WORK TO DO: Return every line of the records below as a JSON list of strings, one string per line, leaving out blank lines.
==========
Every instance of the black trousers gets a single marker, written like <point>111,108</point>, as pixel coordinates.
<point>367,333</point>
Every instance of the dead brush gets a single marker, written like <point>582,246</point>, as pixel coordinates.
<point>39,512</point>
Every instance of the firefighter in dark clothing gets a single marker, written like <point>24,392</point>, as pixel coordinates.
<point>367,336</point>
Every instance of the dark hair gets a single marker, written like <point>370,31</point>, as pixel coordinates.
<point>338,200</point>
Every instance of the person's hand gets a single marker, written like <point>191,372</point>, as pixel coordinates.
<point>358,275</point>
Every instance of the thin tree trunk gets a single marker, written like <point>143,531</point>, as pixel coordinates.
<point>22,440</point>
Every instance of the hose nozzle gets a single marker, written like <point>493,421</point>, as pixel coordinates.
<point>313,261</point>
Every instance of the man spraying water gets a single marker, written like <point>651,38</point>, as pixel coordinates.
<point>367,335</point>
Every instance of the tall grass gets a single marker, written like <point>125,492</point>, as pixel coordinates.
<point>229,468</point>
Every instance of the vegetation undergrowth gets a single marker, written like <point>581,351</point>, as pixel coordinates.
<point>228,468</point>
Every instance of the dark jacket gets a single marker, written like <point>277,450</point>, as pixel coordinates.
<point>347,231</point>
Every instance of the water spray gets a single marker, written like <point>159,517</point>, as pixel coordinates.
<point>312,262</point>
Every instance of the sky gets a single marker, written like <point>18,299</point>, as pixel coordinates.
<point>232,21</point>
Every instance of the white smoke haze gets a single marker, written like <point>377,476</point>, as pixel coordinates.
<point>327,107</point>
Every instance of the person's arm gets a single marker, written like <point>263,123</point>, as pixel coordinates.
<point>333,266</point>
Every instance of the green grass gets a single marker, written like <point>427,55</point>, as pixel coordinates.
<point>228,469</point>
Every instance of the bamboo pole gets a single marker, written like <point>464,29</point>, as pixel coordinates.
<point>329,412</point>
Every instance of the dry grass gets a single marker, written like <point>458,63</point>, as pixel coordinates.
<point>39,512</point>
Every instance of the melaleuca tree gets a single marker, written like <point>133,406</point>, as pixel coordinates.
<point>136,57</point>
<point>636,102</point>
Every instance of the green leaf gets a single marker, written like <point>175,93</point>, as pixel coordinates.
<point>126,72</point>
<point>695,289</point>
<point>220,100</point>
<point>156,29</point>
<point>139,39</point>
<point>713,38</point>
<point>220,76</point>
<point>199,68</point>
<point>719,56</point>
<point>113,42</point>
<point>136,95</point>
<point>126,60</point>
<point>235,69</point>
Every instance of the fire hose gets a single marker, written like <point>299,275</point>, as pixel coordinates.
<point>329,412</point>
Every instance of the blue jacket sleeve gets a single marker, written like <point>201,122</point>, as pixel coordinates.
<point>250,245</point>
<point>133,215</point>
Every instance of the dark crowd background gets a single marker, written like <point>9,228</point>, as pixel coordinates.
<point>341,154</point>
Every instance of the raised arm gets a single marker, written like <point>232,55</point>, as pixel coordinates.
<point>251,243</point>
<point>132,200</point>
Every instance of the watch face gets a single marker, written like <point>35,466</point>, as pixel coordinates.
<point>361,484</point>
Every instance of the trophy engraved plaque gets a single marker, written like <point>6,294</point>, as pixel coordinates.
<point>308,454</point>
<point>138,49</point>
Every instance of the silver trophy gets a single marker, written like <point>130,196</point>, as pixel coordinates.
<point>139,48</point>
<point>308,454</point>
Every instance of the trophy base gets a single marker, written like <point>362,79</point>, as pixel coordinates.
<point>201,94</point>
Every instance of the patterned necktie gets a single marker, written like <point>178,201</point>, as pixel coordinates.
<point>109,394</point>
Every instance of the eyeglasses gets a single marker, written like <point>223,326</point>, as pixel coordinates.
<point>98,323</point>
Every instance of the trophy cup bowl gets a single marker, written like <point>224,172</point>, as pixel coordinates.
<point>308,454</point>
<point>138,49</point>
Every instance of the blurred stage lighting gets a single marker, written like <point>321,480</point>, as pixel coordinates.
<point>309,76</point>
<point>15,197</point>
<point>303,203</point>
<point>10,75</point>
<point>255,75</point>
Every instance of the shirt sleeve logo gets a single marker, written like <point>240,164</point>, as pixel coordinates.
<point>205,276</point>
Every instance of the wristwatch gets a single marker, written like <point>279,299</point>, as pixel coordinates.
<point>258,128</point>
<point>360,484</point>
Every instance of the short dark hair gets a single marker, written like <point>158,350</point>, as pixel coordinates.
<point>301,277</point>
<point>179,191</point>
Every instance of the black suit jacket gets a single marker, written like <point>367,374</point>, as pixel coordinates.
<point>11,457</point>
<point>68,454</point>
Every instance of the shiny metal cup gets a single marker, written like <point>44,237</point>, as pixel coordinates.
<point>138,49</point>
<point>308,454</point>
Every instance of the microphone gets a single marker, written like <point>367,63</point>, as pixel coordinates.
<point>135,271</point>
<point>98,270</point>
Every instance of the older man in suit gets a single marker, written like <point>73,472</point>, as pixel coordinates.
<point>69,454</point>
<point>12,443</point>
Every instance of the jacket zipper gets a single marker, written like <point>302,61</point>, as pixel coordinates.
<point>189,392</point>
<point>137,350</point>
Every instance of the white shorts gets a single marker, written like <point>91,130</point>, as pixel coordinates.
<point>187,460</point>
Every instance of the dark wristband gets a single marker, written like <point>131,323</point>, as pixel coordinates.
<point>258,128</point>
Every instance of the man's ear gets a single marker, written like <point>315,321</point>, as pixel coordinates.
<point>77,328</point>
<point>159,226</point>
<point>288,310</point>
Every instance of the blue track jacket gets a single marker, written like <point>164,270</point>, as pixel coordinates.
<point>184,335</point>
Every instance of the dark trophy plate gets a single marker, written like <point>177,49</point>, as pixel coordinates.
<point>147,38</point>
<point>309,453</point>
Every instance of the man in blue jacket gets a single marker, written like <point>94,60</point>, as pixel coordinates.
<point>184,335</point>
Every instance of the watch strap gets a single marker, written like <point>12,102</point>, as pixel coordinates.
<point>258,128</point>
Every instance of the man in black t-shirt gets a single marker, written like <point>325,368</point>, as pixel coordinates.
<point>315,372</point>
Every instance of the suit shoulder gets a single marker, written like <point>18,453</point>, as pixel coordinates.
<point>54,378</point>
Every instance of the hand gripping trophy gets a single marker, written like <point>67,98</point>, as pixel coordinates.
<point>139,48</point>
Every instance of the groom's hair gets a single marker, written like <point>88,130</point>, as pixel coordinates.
==========
REPLY TO THE EXERCISE:
[
  "Every instance of the black trousers gets a single marker, written like <point>111,108</point>, as pixel coordinates.",
  "<point>367,333</point>",
  "Every instance of the dead brush gets a single marker, written like <point>582,246</point>, as pixel coordinates.",
  "<point>39,512</point>",
  "Every instance of the firefighter in dark clothing gets a single marker, written like <point>24,392</point>, as pixel coordinates.",
  "<point>367,336</point>",
  "Every instance of the dark hair gets a single marker, written like <point>370,31</point>, as pixel coordinates.",
  "<point>338,200</point>",
  "Every instance of the person's hand gets a single marker, written like <point>191,372</point>, as pixel coordinates.",
  "<point>358,275</point>",
  "Every instance of the thin tree trunk gets a single marker, written like <point>143,531</point>, as pixel coordinates.",
  "<point>22,440</point>",
  "Every instance of the hose nozzle gets a single marker, written like <point>493,421</point>, as pixel coordinates.",
  "<point>313,261</point>",
  "Every instance of the man spraying water gets a single marker, written like <point>651,38</point>, as pixel coordinates.",
  "<point>367,335</point>",
  "Every instance of the tall grass gets a single marker, written like <point>125,492</point>, as pixel coordinates.",
  "<point>229,468</point>",
  "Every instance of the vegetation undergrowth gets a single marker, written like <point>581,351</point>, as pixel coordinates.",
  "<point>228,468</point>",
  "Every instance of the dark jacket gets a single marker, written like <point>277,450</point>, as pixel coordinates.",
  "<point>347,231</point>",
  "Every instance of the water spray gets a single marker, written like <point>159,517</point>, as pixel coordinates.",
  "<point>312,262</point>",
  "Every instance of the sky gets a single marker, written like <point>18,299</point>, as pixel coordinates.",
  "<point>232,21</point>",
  "Every instance of the white smoke haze gets a single marker, written like <point>377,476</point>, as pixel coordinates.",
  "<point>327,107</point>",
  "Every instance of the person's arm gets a single marker, written like <point>263,123</point>, as pixel coordinates.",
  "<point>333,266</point>",
  "Every instance of the green grass gets a single marker, written like <point>427,55</point>, as pixel coordinates.",
  "<point>228,469</point>",
  "Every instance of the bamboo pole gets a single marker, written like <point>464,29</point>, as pixel coordinates.",
  "<point>329,412</point>",
  "Every instance of the dry grass gets a single marker, written like <point>458,63</point>, as pixel coordinates.",
  "<point>39,512</point>",
  "Every instance of the melaleuca tree gets a single marker, written like <point>133,406</point>, as pixel coordinates.",
  "<point>136,57</point>",
  "<point>636,102</point>",
  "Every instance of the green leaf gets a single marker, written like <point>175,93</point>, as pixel coordinates.",
  "<point>126,72</point>",
  "<point>695,289</point>",
  "<point>220,100</point>",
  "<point>156,29</point>",
  "<point>139,39</point>",
  "<point>713,38</point>",
  "<point>220,76</point>",
  "<point>199,68</point>",
  "<point>719,56</point>",
  "<point>113,42</point>",
  "<point>136,95</point>",
  "<point>126,60</point>",
  "<point>235,69</point>",
  "Every instance of the fire hose gets a single marker, written like <point>299,275</point>, as pixel coordinates.",
  "<point>329,412</point>",
  "Every instance of the blue jacket sleeve gets a single marker, written like <point>201,122</point>, as pixel coordinates.",
  "<point>250,245</point>",
  "<point>133,215</point>",
  "Every instance of the dark crowd background gets a single marker, written like <point>9,228</point>, as pixel coordinates.",
  "<point>341,154</point>",
  "Every instance of the raised arm gets a single marker, written like <point>232,55</point>, as pixel coordinates.",
  "<point>251,243</point>",
  "<point>132,200</point>",
  "Every instance of the watch face gets a single marker, written like <point>35,466</point>, as pixel coordinates.",
  "<point>361,484</point>",
  "Every instance of the trophy engraved plaque gets a single marker, written like <point>6,294</point>, as pixel coordinates.",
  "<point>308,454</point>",
  "<point>138,49</point>",
  "Every instance of the silver trophy gets a single marker, written like <point>130,196</point>, as pixel coordinates.",
  "<point>139,48</point>",
  "<point>308,454</point>",
  "Every instance of the trophy base gets a single marker, written like <point>362,79</point>, as pixel coordinates.",
  "<point>201,94</point>",
  "Every instance of the patterned necktie gets a single marker, written like <point>178,201</point>, as pixel coordinates.",
  "<point>109,394</point>",
  "Every instance of the eyeglasses gets a single marker, written like <point>223,326</point>, as pixel coordinates.",
  "<point>98,323</point>",
  "Every instance of the trophy cup bowl gets a single marker, written like <point>224,172</point>, as pixel coordinates.",
  "<point>308,454</point>",
  "<point>138,49</point>",
  "Every instance of the blurred stage lighting gets a single marker, written like <point>321,480</point>, as pixel coordinates.",
  "<point>309,76</point>",
  "<point>15,197</point>",
  "<point>303,203</point>",
  "<point>10,75</point>",
  "<point>255,75</point>",
  "Every instance of the shirt sleeve logo gets a single marker, written like <point>240,164</point>, as pixel coordinates.",
  "<point>205,276</point>",
  "Every instance of the wristwatch gets a single marker, written like <point>279,299</point>, as pixel coordinates.",
  "<point>258,128</point>",
  "<point>360,484</point>",
  "Every instance of the short dark hair gets a single marker, written like <point>158,350</point>, as pixel coordinates.",
  "<point>301,277</point>",
  "<point>179,191</point>",
  "Every instance of the black suit jacket gets a single marker, written like <point>367,374</point>, as pixel coordinates.",
  "<point>11,457</point>",
  "<point>68,454</point>",
  "Every instance of the shiny metal cup gets a single marker, written like <point>44,237</point>, as pixel coordinates.",
  "<point>138,49</point>",
  "<point>308,454</point>",
  "Every instance of the microphone gets a single marker, written like <point>367,63</point>, as pixel coordinates.",
  "<point>135,271</point>",
  "<point>98,270</point>",
  "Every instance of the older man in suit gets a single marker, written like <point>73,472</point>, as pixel coordinates.",
  "<point>69,454</point>",
  "<point>12,443</point>",
  "Every instance of the jacket zipper gets a single marker, written like <point>302,61</point>, as pixel coordinates.",
  "<point>189,392</point>",
  "<point>137,350</point>",
  "Every instance of the white shorts gets a single marker, written like <point>91,130</point>, as pixel coordinates.",
  "<point>187,460</point>",
  "Every instance of the dark wristband gets a single marker, written like <point>131,323</point>, as pixel coordinates.",
  "<point>258,128</point>",
  "Every instance of the man's ear gets a single marker, written like <point>315,321</point>, as pixel coordinates.",
  "<point>77,328</point>",
  "<point>159,226</point>",
  "<point>288,310</point>",
  "Every instance of the blue track jacket gets a single marker, written like <point>164,270</point>, as pixel coordinates.",
  "<point>184,335</point>",
  "Every instance of the dark trophy plate gets a single marker, written like <point>177,49</point>, as pixel coordinates.",
  "<point>147,38</point>",
  "<point>309,453</point>",
  "Every instance of the man in blue jacket gets a single marker, written like <point>94,60</point>, as pixel coordinates.",
  "<point>184,335</point>",
  "Every instance of the watch strap gets a single marker, written like <point>12,102</point>, as pixel coordinates.",
  "<point>258,128</point>",
  "Every instance of the man in black t-shirt gets a single marker, written like <point>325,368</point>, as pixel coordinates.",
  "<point>315,372</point>",
  "Every instance of the suit shoulder gets a single marker, written like <point>18,453</point>, as pixel coordinates.",
  "<point>54,378</point>",
  "Every instance of the hand gripping trophy gets a single marker, written like <point>67,98</point>, as pixel coordinates.",
  "<point>139,48</point>",
  "Every instance of the groom's hair gets a single marker, written like <point>88,130</point>, as pixel coordinates."
]